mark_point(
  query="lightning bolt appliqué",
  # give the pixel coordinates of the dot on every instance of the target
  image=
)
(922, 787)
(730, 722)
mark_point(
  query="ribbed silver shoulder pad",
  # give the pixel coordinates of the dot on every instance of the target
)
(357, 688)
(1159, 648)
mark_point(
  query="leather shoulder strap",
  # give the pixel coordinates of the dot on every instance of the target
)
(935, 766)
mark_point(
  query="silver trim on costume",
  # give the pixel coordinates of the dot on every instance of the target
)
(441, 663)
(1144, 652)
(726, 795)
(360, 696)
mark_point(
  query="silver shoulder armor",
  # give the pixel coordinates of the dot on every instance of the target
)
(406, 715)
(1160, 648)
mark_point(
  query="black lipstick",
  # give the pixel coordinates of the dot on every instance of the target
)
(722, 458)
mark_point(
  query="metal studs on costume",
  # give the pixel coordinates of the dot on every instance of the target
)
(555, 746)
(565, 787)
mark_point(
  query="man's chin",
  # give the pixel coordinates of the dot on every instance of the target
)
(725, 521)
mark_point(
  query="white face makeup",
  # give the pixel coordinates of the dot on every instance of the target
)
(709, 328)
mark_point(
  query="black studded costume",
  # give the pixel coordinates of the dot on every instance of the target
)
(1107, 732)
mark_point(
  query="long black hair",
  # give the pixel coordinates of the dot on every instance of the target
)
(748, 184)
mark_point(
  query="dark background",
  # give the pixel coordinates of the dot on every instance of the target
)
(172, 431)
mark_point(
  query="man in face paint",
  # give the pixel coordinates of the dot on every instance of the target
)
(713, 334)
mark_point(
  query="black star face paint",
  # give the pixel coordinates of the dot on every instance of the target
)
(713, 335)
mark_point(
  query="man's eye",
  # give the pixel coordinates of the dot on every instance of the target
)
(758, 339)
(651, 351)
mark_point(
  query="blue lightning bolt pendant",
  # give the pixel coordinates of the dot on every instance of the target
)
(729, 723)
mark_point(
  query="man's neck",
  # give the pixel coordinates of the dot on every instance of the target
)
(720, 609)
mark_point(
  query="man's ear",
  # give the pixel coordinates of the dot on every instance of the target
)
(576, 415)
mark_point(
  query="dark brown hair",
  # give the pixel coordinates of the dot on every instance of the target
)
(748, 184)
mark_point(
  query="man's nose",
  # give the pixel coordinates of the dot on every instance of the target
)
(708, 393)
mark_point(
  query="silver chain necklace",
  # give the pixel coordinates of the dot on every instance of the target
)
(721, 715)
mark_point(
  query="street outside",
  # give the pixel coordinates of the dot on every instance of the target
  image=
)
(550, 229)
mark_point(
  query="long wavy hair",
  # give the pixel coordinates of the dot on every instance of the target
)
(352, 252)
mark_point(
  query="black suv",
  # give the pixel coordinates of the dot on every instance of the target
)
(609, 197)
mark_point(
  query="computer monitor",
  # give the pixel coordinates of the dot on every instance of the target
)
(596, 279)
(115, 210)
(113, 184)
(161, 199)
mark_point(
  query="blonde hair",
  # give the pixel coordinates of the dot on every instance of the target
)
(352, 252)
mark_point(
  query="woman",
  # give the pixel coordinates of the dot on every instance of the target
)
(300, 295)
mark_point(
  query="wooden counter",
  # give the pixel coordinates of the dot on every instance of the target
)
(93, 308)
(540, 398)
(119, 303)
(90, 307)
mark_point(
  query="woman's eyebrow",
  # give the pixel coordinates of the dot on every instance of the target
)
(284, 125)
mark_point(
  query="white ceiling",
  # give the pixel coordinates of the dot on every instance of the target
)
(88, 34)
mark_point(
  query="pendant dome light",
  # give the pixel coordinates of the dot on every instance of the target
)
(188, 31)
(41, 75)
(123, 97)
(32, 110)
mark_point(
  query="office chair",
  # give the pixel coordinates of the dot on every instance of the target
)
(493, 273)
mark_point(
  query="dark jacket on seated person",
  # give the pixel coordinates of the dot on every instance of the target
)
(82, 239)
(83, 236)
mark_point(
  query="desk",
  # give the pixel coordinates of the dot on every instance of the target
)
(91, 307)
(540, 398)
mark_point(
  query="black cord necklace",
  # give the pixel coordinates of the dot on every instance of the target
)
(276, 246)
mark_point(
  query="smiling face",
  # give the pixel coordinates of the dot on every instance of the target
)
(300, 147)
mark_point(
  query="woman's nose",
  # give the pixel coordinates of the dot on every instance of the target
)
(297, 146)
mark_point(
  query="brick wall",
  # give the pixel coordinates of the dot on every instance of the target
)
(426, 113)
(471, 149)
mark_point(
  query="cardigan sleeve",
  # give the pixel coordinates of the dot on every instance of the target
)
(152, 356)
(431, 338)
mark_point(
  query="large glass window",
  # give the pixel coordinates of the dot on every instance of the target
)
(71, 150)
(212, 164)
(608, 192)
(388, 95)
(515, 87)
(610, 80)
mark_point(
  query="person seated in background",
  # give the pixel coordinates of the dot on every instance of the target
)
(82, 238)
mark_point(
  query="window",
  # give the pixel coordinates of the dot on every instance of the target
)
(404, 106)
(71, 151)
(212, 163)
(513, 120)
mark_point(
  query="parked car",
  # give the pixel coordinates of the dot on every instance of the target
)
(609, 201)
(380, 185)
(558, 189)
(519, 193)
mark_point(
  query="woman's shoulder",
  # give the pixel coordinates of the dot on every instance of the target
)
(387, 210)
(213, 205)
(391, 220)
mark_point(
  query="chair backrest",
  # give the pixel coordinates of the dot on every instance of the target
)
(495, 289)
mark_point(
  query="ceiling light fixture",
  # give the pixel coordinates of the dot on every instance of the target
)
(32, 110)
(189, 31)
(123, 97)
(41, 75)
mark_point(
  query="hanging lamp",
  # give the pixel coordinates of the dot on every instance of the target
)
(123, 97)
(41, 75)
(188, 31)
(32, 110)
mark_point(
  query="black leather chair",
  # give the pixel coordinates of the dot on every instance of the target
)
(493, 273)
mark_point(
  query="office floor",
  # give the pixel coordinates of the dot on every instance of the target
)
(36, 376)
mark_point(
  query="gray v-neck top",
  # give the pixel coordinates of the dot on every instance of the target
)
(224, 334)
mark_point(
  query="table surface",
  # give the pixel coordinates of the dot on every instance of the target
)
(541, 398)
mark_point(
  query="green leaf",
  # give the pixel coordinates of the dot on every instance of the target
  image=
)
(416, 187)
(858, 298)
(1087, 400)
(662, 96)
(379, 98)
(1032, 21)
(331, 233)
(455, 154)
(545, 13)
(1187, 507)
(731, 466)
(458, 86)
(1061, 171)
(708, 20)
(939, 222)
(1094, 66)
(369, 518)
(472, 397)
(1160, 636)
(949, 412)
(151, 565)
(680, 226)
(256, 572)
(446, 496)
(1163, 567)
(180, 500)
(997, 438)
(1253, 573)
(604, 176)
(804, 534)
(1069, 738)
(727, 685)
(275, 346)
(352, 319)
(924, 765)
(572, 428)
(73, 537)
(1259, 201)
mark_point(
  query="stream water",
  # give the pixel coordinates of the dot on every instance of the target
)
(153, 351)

==*==

## What to do
Copy the data above in full, character for character.

## Correct result
mark_point(
  query="lightning bolt appliqué",
  # give the pixel coordinates of the dot on every instance of the target
  image=
)
(922, 787)
(730, 722)
mark_point(
  query="ribbed silver shoulder pad",
  # give the pixel coordinates of the dot on every instance of the target
)
(357, 688)
(1159, 648)
mark_point(
  query="leather shoulder strap",
  # give the pixel coordinates of the dot on every instance of the target
)
(935, 766)
mark_point(
  query="silver trim on costume",
  # give the pixel coordinates of the dot on every instance of the target
)
(441, 663)
(1144, 652)
(726, 795)
(360, 696)
mark_point(
  query="silver shoulder armor",
  # give the pixel coordinates of the dot on every instance of the target
)
(406, 715)
(1160, 648)
mark_point(
  query="black lipstick",
  # give the pixel coordinates of the dot on every instance of the target
)
(722, 458)
mark_point(
  query="metal studs on costume",
  # give the pixel coordinates of the dot on every instance of the target
)
(555, 746)
(565, 787)
mark_point(
  query="man's chin",
  # give the pixel coordinates of the dot on every instance of the target
)
(725, 521)
mark_point(
  query="white face makeup",
  # give the pixel coordinates of the dot on every instance of the target
)
(709, 328)
mark_point(
  query="black studded costume",
  # give the pixel coordinates of the dot on every instance of the target
)
(1107, 732)
mark_point(
  query="long black hair",
  # give the pixel coordinates of the dot on every instance of the target
)
(748, 184)
mark_point(
  query="dark background",
  # give the pixel coordinates of the dot on every instance of the target
)
(172, 431)
mark_point(
  query="man in face paint",
  # give the pixel coordinates of the dot on every instance of the target
)
(713, 334)
mark_point(
  query="black star face paint",
  # give the pixel coordinates of the dot on every instance of the target
)
(713, 335)
mark_point(
  query="man's eye",
  # give the pixel coordinates of the dot on every instance of the target
)
(758, 339)
(651, 351)
mark_point(
  query="blue lightning bolt pendant",
  # give the pixel coordinates of the dot on every instance of the target
)
(729, 723)
mark_point(
  query="man's neck",
  # give the pixel coordinates of the dot on every instance of the target
)
(720, 609)
mark_point(
  query="man's ear",
  # give the pixel coordinates of the dot on every instance of the target
)
(576, 415)
mark_point(
  query="dark brown hair",
  # give the pixel coordinates of the dot on every instance of the target
)
(748, 184)
mark_point(
  query="man's nose",
  # give the pixel coordinates of the dot on every instance of the target
)
(708, 393)
mark_point(
  query="silver chain necklace",
  # give the pixel coordinates of the dot on every instance of the target
)
(721, 715)
mark_point(
  query="street outside",
  # give the pixel coordinates of the dot on every instance of the target
  image=
)
(550, 229)
mark_point(
  query="long wavy hair",
  # give the pixel coordinates of the dot on every instance of the target
)
(352, 252)
mark_point(
  query="black suv",
  # give the pixel coordinates of the dot on every instance of the target
)
(609, 197)
mark_point(
  query="computer monitor",
  # give the pixel coordinates of the dot on every instance of the target
)
(596, 279)
(115, 210)
(113, 184)
(161, 199)
mark_point(
  query="blonde hair",
  # give the pixel coordinates of the dot on every instance of the target
)
(352, 252)
mark_point(
  query="woman",
  # give the pixel coordinates of the dot on every instance of the target
)
(300, 295)
mark_point(
  query="wooden counter",
  # give the pixel coordinates of the dot on every instance of the target
)
(93, 308)
(540, 398)
(119, 303)
(90, 307)
mark_point(
  query="woman's eyebrow",
  # give the pixel coordinates of the dot on every instance of the target
)
(284, 125)
mark_point(
  query="white ceiling",
  # give the pixel coordinates of the dot on every instance of the target
)
(88, 34)
mark_point(
  query="pendant dome light",
  # give the pixel coordinates of the dot on every instance of the target
)
(188, 31)
(41, 75)
(123, 97)
(32, 110)
mark_point(
  query="office chair",
  # give the pixel coordinates of the dot on every instance of the target
)
(493, 273)
mark_point(
  query="dark jacket on seated person",
  # give the pixel coordinates of the dot on every instance of the target
)
(82, 239)
(83, 236)
mark_point(
  query="desk",
  # give the pixel coordinates of the dot on every instance of the target
)
(91, 307)
(540, 398)
mark_point(
  query="black cord necklace",
  # give the pixel coordinates of the dot on every instance of the target
)
(276, 246)
mark_point(
  query="smiling face",
  # give the pixel coordinates of the dot on every instance of the target
)
(300, 147)
mark_point(
  query="woman's nose",
  # give the pixel coordinates of the dot on every instance of the target
)
(297, 146)
mark_point(
  query="brick wall",
  # give the pixel coordinates of the dot on every instance of the target
)
(426, 113)
(471, 149)
mark_point(
  query="cardigan sleeve",
  # give the pixel coordinates of the dot on every instance of the target
)
(152, 356)
(431, 338)
mark_point(
  query="large glass window",
  # give the pixel coordinates of the dot on every instance of the target
)
(71, 150)
(212, 164)
(608, 192)
(388, 95)
(515, 87)
(610, 80)
mark_point(
  query="person seated in background",
  # give the pixel coordinates of the dot on every instance of the target
)
(82, 238)
mark_point(
  query="window",
  # give the pixel coordinates of the dot on every instance of the target
)
(404, 106)
(71, 151)
(212, 163)
(513, 120)
mark_point(
  query="parked car",
  # give the pixel coordinates of the dot on every instance of the target
)
(609, 201)
(380, 185)
(558, 189)
(519, 193)
mark_point(
  query="woman's shoulder",
  # give the pixel coordinates of the dot on every instance of the target
)
(387, 210)
(213, 205)
(391, 220)
mark_point(
  query="chair backrest",
  # give the pixel coordinates of the dot on every instance of the target
)
(495, 289)
mark_point(
  query="ceiling light fixture",
  # give the pixel coordinates of the dot on every instance of the target
)
(32, 110)
(189, 31)
(123, 97)
(41, 75)
mark_point(
  query="hanging lamp",
  # give the pixel coordinates of the dot on every instance of the target
)
(123, 97)
(41, 75)
(188, 31)
(32, 110)
mark_point(
  query="black leather chair",
  # give the pixel coordinates of the dot on every instance of the target
)
(493, 273)
mark_point(
  query="office floor",
  # give the pixel coordinates of the dot on every instance of the target
)
(36, 376)
mark_point(
  query="gray v-neck top",
  # give the pixel coordinates of the dot on every instance of the target
)
(224, 334)
mark_point(
  query="table surface",
  # give the pixel coordinates of the dot on every instance of the target
)
(541, 398)
mark_point(
  query="green leaf",
  # give the pixel coordinates of the dot on every instance of the target
  image=
)
(416, 187)
(858, 298)
(1087, 400)
(662, 96)
(379, 98)
(1032, 21)
(331, 233)
(455, 154)
(545, 13)
(1187, 507)
(731, 466)
(458, 86)
(1061, 171)
(708, 20)
(939, 222)
(1094, 66)
(369, 518)
(472, 397)
(1160, 636)
(949, 412)
(151, 565)
(680, 226)
(256, 572)
(446, 496)
(1163, 567)
(180, 500)
(997, 438)
(1253, 573)
(604, 176)
(804, 534)
(1069, 738)
(727, 685)
(275, 346)
(352, 319)
(924, 765)
(572, 428)
(73, 537)
(1259, 201)
mark_point(
  query="stream water",
  # give the pixel coordinates of the dot on every instance of the target
)
(153, 351)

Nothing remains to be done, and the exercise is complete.